◆ **Directive**:
Quote the listing line for line, leaving out the pictures.

╭─ Information supplied

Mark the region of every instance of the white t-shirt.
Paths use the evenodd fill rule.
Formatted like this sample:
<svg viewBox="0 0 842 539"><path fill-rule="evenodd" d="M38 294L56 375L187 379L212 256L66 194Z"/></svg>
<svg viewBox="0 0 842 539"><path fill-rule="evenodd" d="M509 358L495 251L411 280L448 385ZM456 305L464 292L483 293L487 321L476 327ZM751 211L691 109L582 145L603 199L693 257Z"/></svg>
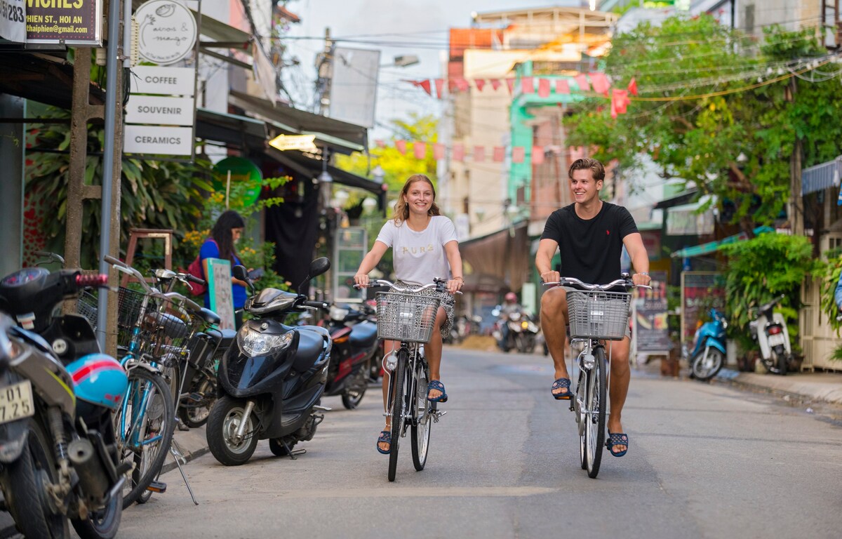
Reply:
<svg viewBox="0 0 842 539"><path fill-rule="evenodd" d="M427 228L417 232L406 221L399 227L395 220L386 221L377 241L391 247L395 278L406 283L426 285L434 277L450 278L445 244L456 240L453 222L444 216L434 216Z"/></svg>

╰─

◆ **Final result**:
Mark the region of every instance of the white t-shirt.
Paths use the evenodd fill rule.
Formatted like this sample:
<svg viewBox="0 0 842 539"><path fill-rule="evenodd" d="M38 294L56 375L187 379L212 256L66 194Z"/></svg>
<svg viewBox="0 0 842 539"><path fill-rule="evenodd" d="M509 358L495 251L411 280L448 385ZM456 305L464 292L483 293L487 321L476 327ZM751 211L691 109L582 145L603 199L693 257Z"/></svg>
Reply:
<svg viewBox="0 0 842 539"><path fill-rule="evenodd" d="M427 228L417 232L406 221L399 227L395 220L386 221L377 241L391 247L395 278L406 283L426 285L434 277L450 278L445 244L456 240L453 222L444 216L434 216Z"/></svg>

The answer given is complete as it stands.